**Exercise prompt**
Return all the data verbatim but without images.

[Photo-based referring expression data]
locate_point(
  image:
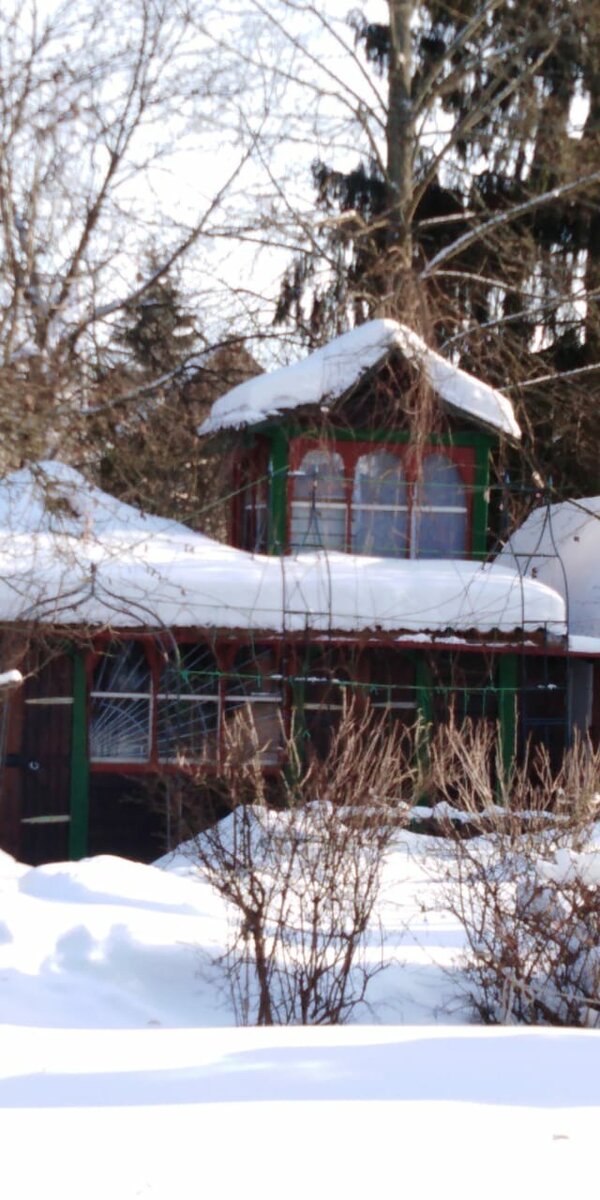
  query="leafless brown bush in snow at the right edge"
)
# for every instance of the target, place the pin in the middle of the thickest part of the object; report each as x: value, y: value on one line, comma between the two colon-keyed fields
x: 529, y: 899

**Finished task**
locate_point(
  image:
  query="leafless brown bush in snow at the right edge"
)
# for every instance of the target, place the pin in the middle of the thickest part of the object; report each as x: value, y: value on one line, comma between the two colon-keyed fields
x: 529, y: 899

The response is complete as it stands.